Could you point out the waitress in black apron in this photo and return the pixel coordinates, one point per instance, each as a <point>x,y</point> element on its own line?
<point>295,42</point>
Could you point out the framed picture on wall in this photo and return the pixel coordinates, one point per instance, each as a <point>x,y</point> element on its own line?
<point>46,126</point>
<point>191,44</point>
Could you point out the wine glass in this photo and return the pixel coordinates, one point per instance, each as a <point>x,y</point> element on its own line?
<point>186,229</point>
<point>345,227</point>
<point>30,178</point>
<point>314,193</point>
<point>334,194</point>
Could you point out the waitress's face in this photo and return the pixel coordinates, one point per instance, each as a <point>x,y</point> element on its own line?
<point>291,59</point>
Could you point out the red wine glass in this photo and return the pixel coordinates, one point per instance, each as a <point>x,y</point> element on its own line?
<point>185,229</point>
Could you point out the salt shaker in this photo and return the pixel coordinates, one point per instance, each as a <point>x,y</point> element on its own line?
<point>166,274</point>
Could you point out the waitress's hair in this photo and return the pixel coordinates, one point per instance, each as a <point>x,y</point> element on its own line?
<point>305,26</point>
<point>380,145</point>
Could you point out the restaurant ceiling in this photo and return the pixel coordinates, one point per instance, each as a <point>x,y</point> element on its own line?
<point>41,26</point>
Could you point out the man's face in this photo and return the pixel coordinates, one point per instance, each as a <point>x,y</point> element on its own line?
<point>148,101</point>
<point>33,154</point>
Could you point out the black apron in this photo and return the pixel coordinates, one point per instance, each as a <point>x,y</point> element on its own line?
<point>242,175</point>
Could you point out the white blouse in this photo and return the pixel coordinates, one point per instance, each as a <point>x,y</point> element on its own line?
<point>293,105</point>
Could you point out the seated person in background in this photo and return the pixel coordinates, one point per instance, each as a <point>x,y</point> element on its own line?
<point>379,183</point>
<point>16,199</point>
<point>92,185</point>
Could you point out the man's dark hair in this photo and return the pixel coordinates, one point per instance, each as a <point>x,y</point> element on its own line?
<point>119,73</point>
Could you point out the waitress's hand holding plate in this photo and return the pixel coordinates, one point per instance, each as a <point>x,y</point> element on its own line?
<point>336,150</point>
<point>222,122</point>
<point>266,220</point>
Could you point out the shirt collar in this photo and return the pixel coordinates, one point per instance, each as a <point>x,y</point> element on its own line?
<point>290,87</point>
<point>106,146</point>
+ + + + + + +
Given request – Reproduce every row above with "pixel coordinates" swapped for "pixel locations", changing nothing else.

Final result –
Could you point out the waitress in black apron in this photo and return the pixel locations, one point per instance, each as a <point>x,y</point> element on its own line?
<point>295,42</point>
Could you point out the framed picture on wall in this photo and return the pixel locations, one point per instance, each as a <point>x,y</point> element on its own line?
<point>46,126</point>
<point>191,44</point>
Could you point out the wine glass in this photo and return the pixel locations, one point per instance, each as a <point>x,y</point> element on its own line?
<point>186,229</point>
<point>345,227</point>
<point>30,178</point>
<point>314,193</point>
<point>334,194</point>
Could you point out the waitress's face in this photo and return the pixel locations, one point per instance, each as a <point>x,y</point> element on its own line?
<point>291,59</point>
Could you point out the red wine glass in this photo and return the pixel locations, one point per instance, each as a <point>x,y</point> element on its own line?
<point>185,229</point>
Could you point out the salt shaker in this photo and return the pixel locations, one point per instance, each as a <point>x,y</point> element on its own line?
<point>166,274</point>
Could you point out the waitress's hair in this photo and return the pixel locations, one point per instance, each as a <point>x,y</point> element on its own line?
<point>305,26</point>
<point>380,145</point>
Could you point out the restaurant ceiling in this photo and return the pixel locations, one point per instance, each as a <point>x,y</point> element on its own line?
<point>41,26</point>
Could you point out the man's face in this photo and return the pixel locations, one point per instance, each as a <point>x,y</point> element on its own line?
<point>148,101</point>
<point>33,154</point>
Could you point out the black apron in this photo and return the pixel locations, one point per instance, each as a <point>x,y</point> element on its own line?
<point>242,175</point>
Could you point out the white blouse in this photo and return the pixel locations, one point per instance, each as a <point>x,y</point> element on its own line?
<point>293,105</point>
Could you point out the seated person in background in this photo and return the pixel locations, one point per instance, each as a <point>x,y</point> element on its own line?
<point>379,183</point>
<point>16,199</point>
<point>92,185</point>
Could you point out the man's dark hair in this photo and return the pixel locations, one point per instance, each as a <point>x,y</point> element on its own line?
<point>119,73</point>
Could you point out the waitress's hand holding plate in this photo and return the pixel locations, one point per instance, each as a <point>x,y</point> element on its own line?
<point>336,150</point>
<point>222,122</point>
<point>266,220</point>
Could you point out the shirt collar in this photo and return the pixel locations, one point per instance, each as a <point>x,y</point> element on its own line?
<point>290,87</point>
<point>106,146</point>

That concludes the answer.